Activities –
(1) Reproduce the sewing troubleshooting text word for word, from "Having some trouble" up to and including "on or sewing.".
(2) In the sewing troubleshooting text, which thread brand is recommended for high-quality thread?

━━ Provided passage ━━

As with the other fabrics, a walking foot is a good solution to problematic stitching here. As with the other fabrics, it helps feed both layers in at the same rate, limiting the amount of warping or overstretching.
Another great tip for sewing with plush fabric is to ensure you're stitching with the nap of the fabric, rather than against it. This doesn't affect the straightness of your stitching, but sewing with the nap rather than against it ensures that it lays flatter, giving a neater and more professional finish.
Any other helpful tips or advice to add? Comment below and let others learn from your sewing wisdom!
Having some trouble with your latest project? Whether it's skipped stitches or funny sewing machine noises, take a look at our list of common sewing mistakes and how to get them fixed so you can get on with stitching your latest textile project!
10 Common Sewing Problems and How to Fix Them
My machine won't turn on or sew
First of all, check that your power cable and foot pedal cable are plugged in all the way - you'd be amazed how many times I've done this (and forgotten to switch it on at the wall)!
If this doesn't work, check that your needle is inserted correctly and tightened enough, and your presser foot is correctly attached and down. This should sort out any non-technical issues with your machine that stop it from switching on or sewing.
The bobbin won't wind
The first couple of times I started using my machine, I did it wrong so many times. Make sure you follow your manual instructions for how to switch it to bobbin winding mode - I kept forgetting to switch my metal bobbin winder to the right to get the thread to start winding!
My thread keeps breaking when I sew or thread up my machine
This is usually a problem with your thread rather than with your machine. It's most likely that the quality of your thread is not high enough for the tension or type of sewing that you're doing. Most branded threads are of a higher quality than unbranded ones, but do cost more - we would recommend Gutermann for a high quality thread, and they're a pretty trusted brand worldwide so don't just take our word for it!
The thread keeps unthreading itself when I start sewing
Not an unusual problem, this could be that you have not threaded it properly - the issue is usually that you've not hooked it around the metal hook at the top of the machine properly or enough. Sometimes it might be that you've not got enough thread hanging out the back of the needle, so it's being pulled back through every time the needle starts moving.
If that's not working, check that you've got the metal hook at the top up as high as it will go. You need to have the needle up when you begin sewing, so twist the wheel at the side towards you until you can see the metal hook at its highest point.

━━━
━━ Data ━━

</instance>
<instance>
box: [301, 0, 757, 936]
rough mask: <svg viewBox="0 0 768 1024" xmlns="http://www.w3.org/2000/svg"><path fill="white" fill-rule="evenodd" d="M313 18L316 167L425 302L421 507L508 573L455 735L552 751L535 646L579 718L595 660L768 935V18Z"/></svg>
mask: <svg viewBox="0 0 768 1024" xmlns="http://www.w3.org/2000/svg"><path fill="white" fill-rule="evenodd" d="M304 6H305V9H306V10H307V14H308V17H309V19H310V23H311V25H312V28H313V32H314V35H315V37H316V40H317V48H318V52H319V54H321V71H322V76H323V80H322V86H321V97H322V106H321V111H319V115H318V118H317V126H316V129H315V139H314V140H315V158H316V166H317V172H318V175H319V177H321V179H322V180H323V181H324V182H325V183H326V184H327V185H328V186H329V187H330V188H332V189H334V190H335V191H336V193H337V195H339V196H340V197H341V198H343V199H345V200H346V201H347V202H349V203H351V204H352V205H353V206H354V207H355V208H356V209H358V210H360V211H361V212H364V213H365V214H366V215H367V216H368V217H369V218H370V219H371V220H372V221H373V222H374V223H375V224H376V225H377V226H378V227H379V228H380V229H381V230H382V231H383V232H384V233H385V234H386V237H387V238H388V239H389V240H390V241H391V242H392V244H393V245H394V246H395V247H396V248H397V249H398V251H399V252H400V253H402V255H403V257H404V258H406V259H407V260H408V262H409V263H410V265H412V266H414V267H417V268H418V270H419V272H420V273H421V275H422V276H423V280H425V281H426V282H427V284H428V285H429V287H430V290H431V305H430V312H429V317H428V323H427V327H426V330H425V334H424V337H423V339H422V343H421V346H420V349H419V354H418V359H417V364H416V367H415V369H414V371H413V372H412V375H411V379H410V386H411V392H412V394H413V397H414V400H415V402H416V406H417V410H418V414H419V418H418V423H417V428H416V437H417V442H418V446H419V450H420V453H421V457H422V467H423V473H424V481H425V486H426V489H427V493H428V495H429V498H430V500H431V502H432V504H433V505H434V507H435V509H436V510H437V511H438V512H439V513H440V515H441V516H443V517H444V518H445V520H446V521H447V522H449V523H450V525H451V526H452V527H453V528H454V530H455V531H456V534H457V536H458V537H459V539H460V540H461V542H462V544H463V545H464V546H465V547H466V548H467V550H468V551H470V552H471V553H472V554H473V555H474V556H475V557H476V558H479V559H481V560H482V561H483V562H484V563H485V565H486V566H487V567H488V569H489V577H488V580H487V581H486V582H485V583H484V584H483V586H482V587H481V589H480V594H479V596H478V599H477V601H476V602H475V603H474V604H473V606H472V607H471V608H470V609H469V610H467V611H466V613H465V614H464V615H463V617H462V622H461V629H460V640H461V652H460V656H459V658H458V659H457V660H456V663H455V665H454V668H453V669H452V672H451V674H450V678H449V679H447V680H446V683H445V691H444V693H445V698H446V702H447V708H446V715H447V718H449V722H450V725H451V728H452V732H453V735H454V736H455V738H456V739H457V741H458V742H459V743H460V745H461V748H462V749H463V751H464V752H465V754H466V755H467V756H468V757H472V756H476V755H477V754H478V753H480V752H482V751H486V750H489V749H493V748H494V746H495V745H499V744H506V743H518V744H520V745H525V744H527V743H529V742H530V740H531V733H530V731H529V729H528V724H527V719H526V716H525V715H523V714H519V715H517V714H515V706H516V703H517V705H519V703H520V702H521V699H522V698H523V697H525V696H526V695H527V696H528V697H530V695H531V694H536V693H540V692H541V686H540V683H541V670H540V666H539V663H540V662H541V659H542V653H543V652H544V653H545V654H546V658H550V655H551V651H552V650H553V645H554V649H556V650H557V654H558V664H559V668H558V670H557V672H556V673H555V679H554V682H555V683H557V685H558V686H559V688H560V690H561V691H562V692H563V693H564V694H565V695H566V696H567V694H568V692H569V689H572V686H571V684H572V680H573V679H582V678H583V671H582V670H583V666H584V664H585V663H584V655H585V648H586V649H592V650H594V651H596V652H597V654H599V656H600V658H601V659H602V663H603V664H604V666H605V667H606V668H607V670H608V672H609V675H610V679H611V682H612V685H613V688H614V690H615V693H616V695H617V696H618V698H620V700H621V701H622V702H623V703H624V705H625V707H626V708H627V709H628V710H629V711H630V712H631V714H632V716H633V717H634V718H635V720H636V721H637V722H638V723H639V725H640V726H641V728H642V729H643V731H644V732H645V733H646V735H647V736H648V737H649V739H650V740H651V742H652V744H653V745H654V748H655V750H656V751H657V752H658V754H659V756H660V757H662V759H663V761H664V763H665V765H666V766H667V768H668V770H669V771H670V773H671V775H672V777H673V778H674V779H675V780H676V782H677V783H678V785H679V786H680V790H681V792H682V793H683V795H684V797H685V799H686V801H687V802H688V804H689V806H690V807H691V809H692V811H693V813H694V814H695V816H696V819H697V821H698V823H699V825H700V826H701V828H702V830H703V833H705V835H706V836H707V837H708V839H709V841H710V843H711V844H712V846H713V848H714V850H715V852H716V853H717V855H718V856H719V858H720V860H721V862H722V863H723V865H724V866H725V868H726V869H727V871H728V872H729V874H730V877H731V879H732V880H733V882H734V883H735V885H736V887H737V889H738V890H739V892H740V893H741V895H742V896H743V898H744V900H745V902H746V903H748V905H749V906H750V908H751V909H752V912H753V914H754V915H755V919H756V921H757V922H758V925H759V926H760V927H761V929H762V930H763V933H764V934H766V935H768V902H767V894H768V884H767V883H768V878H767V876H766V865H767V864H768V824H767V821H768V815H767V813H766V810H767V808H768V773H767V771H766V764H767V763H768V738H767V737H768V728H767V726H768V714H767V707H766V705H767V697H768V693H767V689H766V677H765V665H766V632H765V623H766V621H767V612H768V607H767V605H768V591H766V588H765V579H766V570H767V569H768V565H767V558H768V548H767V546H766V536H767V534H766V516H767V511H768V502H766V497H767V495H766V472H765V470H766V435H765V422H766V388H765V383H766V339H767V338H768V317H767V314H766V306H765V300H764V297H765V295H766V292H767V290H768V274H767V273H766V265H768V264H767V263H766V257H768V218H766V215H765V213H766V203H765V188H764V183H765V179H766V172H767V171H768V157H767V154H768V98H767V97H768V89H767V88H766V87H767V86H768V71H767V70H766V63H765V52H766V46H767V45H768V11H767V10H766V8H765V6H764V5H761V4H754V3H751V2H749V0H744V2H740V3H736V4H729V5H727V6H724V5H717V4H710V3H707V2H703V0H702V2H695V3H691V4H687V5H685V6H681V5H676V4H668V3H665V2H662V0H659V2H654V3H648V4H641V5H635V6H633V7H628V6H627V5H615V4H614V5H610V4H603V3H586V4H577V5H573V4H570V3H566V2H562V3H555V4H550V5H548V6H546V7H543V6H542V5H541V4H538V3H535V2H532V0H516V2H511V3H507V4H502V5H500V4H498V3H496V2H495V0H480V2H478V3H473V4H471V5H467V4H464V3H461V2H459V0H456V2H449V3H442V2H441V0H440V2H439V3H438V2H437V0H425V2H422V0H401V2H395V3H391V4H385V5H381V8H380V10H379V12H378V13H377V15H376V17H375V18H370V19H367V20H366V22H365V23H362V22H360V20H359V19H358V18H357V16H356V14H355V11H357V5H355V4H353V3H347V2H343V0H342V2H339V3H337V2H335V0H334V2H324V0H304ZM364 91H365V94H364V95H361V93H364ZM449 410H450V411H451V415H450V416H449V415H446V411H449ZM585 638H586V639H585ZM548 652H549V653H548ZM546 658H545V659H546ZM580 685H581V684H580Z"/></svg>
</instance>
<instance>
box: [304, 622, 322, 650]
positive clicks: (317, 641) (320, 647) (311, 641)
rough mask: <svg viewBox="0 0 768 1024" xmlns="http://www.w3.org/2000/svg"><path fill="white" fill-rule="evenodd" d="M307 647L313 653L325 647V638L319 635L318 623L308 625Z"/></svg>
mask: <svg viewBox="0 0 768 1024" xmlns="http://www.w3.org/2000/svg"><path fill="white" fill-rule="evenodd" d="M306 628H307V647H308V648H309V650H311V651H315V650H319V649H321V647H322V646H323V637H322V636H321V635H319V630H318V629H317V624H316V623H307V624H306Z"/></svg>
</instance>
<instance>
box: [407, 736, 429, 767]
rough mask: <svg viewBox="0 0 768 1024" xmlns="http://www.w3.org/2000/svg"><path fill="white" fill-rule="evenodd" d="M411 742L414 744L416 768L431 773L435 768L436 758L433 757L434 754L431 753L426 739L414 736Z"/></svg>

━━━

Results of the exercise –
(1)
Having some trouble with your latest project? Whether it's skipped stitches or funny sewing machine noises, take a look at our list of common sewing mistakes and how to get them fixed so you can get on with stitching your latest textile project!
10 Common Sewing Problems and How to Fix Them
My machine won't turn on or sew
First of all, check that your power cable and foot pedal cable are plugged in all the way - you'd be amazed how many times I've done this (and forgotten to switch it on at the wall)!
If this doesn't work, check that your needle is inserted correctly and tightened enough, and your presser foot is correctly attached and down. This should sort out any non-technical issues with your machine that stop it from switching on or sewing.

(2) Gutermann.